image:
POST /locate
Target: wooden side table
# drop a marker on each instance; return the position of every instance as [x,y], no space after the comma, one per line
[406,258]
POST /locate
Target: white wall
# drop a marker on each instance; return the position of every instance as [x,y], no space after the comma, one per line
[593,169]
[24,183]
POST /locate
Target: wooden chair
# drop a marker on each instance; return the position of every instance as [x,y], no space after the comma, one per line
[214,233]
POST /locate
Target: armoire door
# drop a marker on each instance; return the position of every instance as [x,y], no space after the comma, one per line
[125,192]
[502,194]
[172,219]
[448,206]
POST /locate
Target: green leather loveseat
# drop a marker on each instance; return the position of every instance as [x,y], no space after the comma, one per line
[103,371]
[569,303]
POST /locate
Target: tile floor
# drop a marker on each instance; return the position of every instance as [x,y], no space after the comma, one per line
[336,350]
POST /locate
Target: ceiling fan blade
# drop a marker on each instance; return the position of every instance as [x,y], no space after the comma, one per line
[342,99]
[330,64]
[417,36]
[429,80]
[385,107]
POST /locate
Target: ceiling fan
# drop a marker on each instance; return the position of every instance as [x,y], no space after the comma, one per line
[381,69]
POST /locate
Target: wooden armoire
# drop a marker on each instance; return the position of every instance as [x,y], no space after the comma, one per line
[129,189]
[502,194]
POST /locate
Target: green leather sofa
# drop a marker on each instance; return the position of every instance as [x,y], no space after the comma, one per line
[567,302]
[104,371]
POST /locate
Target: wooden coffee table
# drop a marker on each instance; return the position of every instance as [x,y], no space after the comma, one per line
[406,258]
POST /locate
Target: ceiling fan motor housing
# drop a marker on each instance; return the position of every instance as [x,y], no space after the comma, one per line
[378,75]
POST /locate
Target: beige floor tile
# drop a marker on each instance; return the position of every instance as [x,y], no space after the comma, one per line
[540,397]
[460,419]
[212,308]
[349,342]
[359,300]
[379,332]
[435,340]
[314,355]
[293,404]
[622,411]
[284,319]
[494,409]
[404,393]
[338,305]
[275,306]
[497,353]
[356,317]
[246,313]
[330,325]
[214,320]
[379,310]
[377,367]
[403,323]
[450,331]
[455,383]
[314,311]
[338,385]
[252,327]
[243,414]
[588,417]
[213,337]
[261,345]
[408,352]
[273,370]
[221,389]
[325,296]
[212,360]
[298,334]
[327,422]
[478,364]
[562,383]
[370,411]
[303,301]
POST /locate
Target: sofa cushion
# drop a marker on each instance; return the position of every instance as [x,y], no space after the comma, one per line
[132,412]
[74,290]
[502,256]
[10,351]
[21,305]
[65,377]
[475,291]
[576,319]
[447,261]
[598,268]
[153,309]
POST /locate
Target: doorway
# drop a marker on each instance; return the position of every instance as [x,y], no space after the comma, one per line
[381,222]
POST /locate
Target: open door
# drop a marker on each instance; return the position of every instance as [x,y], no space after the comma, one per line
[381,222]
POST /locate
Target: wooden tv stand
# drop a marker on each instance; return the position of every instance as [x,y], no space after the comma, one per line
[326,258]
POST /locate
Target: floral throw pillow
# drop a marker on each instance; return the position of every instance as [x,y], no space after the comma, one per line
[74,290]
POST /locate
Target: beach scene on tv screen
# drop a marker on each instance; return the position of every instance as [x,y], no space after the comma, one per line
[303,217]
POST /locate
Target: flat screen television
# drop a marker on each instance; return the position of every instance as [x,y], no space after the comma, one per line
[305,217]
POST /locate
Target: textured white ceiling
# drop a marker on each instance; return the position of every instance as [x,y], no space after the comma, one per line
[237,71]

• [Aim]
Locate every line in the material above that contains the word "green", and copy each of those lines.

• [Finished answer]
Target: green leather loveseat
Target: green leather sofa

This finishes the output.